Данные процессы протекают в условиях борьбы с такими негативными для них явлениями в сфере массового сознания как бескультурье и эксплуатируемое невежество, и уже имеют место быть феномены, порождённые взаимодействием этих явлений с противной им тенденцией. Сюда можно отнести развитие неких форм проявлений религиозности, отражающих на самом деле невежество населения. Как пример, можно привести массовое использование религиозной символики (нашейных мешочков с обращениями к Богу на арабском, «мусульманских символов» в автомобилях) при том, что ни к каким позитивным с позиции религиозно-культурных традиций изменениям в поведении тех, кто эту символику использует, это не ведёт.

Обратим внимание и на некоторые мифологизаторские тенденции в деятельности, направленной на возрождение и укрепление религиозно-культурной сферы. Из материалов, содержащихся в книге З.Налоева «Адаб баксанского культурного движения» [31, 198], можно сделать вывод о предпринятой в частности кабардинским общественным деятелем начала ХХ века Нури Цаговым попытке способствовать этнокультурному духовному развитию адыгов с помощью того, что сегодня называется «технологиями манипуляции сознанием». В общем-то вся история влияний на народное сознание, какого бы рода эти влияния ни были, – это история манипуляции. Так уж устроены общественные взаимоотношения. Однако конкретные технологии оцениваются по их инструментарию, методам и целям. Нури Цагов, сетуя на невежество своего народа, на самом деле пытался это невежество использовать. Его версия адыгской древней истории, излагавшаяся как факт без всяких доказательств, была рассчитана на некритическое восприятие. Целью было возродить национально-культурное самосознание народа через пробуждение интереса к факту своей уникальной позитивной самобытности. Интерес же должен был пробуждаться через внушение древнего величия адыгской истории, так что конечной целью Н.Цагова и его единомышленников было сохранение и дальнейшее развитие самобытной адыгской этнокультурной системы.

....

** Задания **
A. В какой книге содержатся материалы о деятельности Нури Цагова, на которые ссылается текст о религиозно-культурной сфере?
B. Перепишите без изменений фрагмент текста о религиозно-культурной сфере от слов «Данные процессы протекают» до слов «это не ведёт.» включительно.
Материал для работы с текстом не понадобится.

** Раздел данных **

....

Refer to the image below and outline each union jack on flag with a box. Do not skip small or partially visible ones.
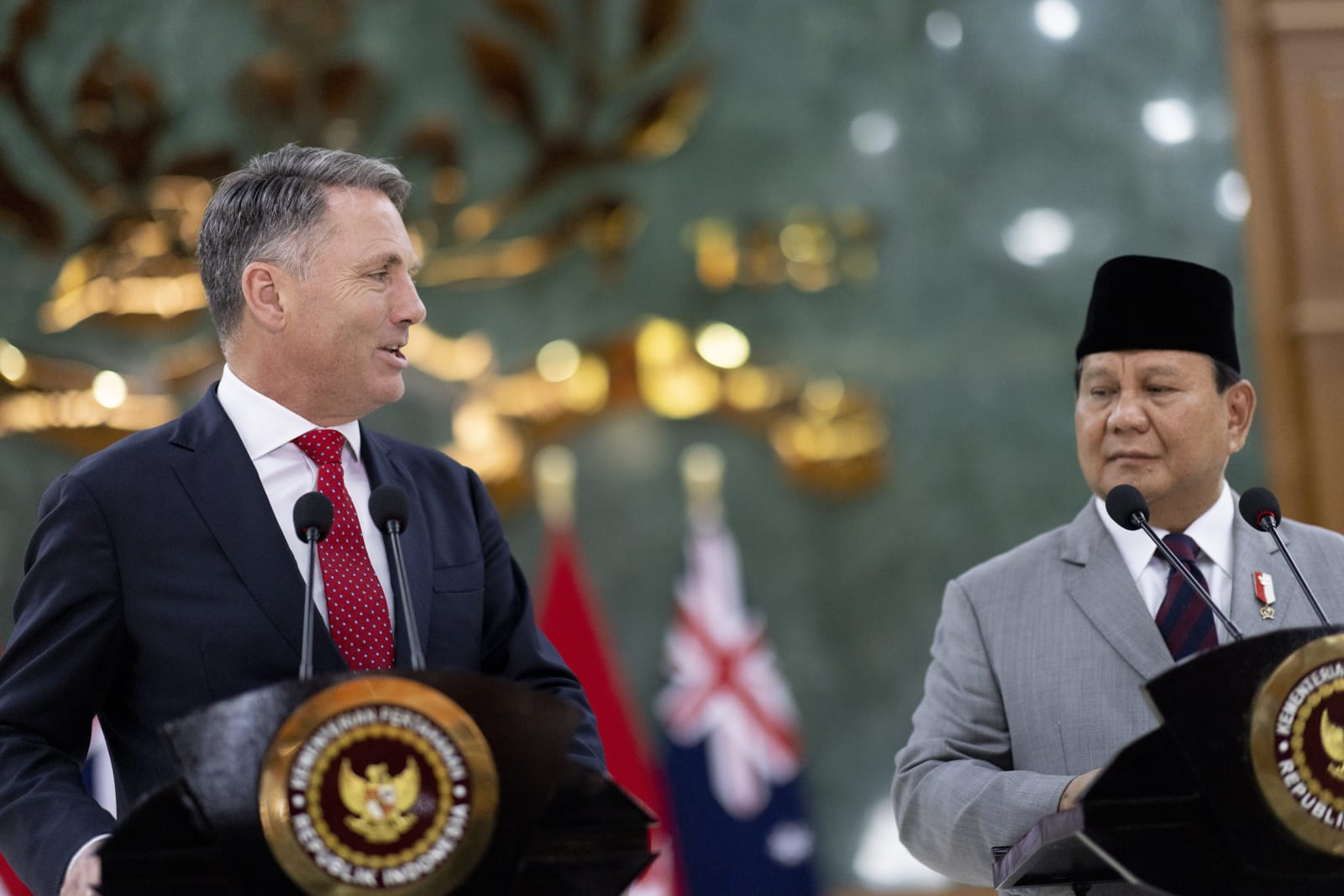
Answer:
[656,520,817,896]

....

** Ответы к заданиям **
A. В книге З.Налоева «Адаб баксанского культурного движения».

B.
Данные процессы протекают в условиях борьбы с такими негативными для них явлениями в сфере массового сознания как бескультурье и эксплуатируемое невежество, и уже имеют место быть феномены, порождённые взаимодействием этих явлений с противной им тенденцией. Сюда можно отнести развитие неких форм проявлений религиозности, отражающих на самом деле невежество населения. Как пример, можно привести массовое использование религиозной символики (нашейных мешочков с обращениями к Богу на арабском, «мусульманских символов» в автомобилях) при том, что ни к каким позитивным с позиции религиозно-культурных традиций изменениям в поведении тех, кто эту символику использует, это не ведёт.